(Pointing dataset records)
---

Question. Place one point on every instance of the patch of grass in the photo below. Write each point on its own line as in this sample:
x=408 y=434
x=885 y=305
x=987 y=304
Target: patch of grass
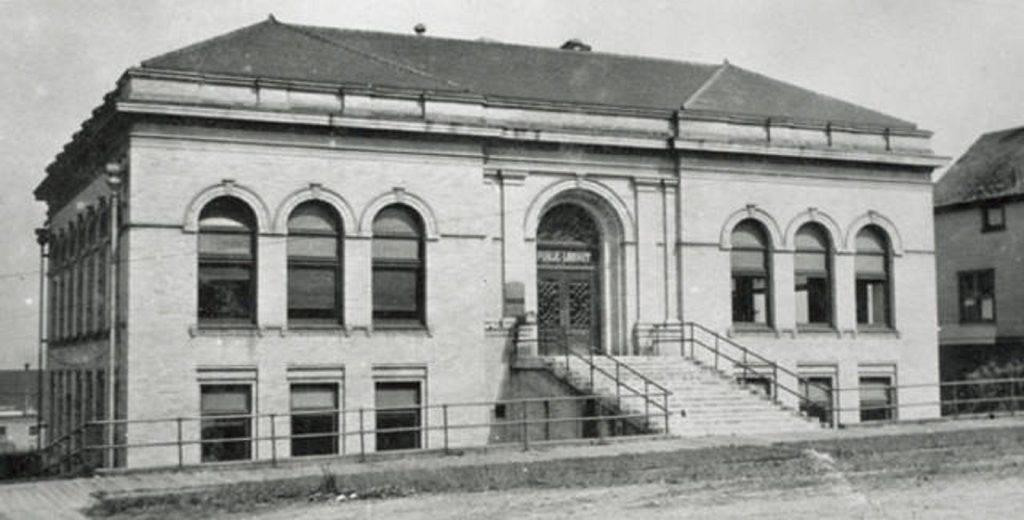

---

Copy the lines above word for word, leaving out the picture.

• _Task answer_
Question. Place one point on every instance of the patch of grass in the photo below. Write each point on its own line as in this sample:
x=408 y=434
x=885 y=305
x=987 y=304
Target: patch of grass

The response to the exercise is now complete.